Task description |
How many lines in the entries below contain the word "mask"? Reply with the number alone.

Region labeling entries
____________
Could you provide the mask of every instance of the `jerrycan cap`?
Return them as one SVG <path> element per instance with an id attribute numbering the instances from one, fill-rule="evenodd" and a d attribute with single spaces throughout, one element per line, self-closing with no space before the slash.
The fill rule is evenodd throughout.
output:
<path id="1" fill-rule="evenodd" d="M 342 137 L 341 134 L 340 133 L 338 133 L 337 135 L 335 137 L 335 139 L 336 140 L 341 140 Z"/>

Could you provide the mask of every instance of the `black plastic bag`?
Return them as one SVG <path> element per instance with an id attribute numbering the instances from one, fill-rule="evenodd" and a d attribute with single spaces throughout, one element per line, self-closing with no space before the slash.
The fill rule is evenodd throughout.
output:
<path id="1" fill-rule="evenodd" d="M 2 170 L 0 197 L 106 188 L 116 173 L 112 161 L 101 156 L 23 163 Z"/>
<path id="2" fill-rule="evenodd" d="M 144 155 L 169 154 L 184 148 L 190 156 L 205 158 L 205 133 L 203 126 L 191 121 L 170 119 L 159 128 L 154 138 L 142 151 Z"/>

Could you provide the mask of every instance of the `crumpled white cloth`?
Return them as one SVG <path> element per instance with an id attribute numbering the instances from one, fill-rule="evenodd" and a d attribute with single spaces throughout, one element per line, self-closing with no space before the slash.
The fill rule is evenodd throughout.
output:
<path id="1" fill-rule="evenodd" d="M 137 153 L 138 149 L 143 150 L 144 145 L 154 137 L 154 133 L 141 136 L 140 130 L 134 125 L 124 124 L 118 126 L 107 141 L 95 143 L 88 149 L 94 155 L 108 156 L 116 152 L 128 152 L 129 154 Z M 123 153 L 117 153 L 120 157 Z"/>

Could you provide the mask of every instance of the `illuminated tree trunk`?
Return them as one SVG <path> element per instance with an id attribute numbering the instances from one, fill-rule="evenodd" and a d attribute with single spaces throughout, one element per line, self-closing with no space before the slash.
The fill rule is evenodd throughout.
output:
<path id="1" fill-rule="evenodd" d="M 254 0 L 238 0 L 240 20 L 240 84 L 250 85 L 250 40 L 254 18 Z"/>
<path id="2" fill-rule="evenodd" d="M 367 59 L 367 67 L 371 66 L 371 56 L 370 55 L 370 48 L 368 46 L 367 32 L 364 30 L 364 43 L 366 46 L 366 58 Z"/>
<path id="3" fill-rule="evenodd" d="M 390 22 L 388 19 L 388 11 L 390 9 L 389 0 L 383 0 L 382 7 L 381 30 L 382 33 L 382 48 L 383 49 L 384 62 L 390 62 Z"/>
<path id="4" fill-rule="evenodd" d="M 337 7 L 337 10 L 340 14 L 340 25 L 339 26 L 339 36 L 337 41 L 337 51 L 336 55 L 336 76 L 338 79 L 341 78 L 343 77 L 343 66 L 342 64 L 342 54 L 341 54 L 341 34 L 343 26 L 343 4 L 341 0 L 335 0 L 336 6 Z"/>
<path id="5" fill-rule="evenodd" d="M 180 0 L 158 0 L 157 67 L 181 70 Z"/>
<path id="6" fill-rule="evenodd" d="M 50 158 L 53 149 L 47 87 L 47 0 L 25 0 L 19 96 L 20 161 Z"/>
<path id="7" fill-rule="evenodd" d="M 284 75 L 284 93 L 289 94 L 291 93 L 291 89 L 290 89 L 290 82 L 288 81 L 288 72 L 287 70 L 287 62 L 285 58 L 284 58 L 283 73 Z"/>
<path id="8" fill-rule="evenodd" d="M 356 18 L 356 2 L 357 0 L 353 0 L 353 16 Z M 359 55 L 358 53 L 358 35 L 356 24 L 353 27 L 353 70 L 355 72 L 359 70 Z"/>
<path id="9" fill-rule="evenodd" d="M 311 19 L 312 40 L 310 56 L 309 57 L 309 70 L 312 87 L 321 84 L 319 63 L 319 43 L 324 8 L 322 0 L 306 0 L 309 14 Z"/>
____________
Correct output |
4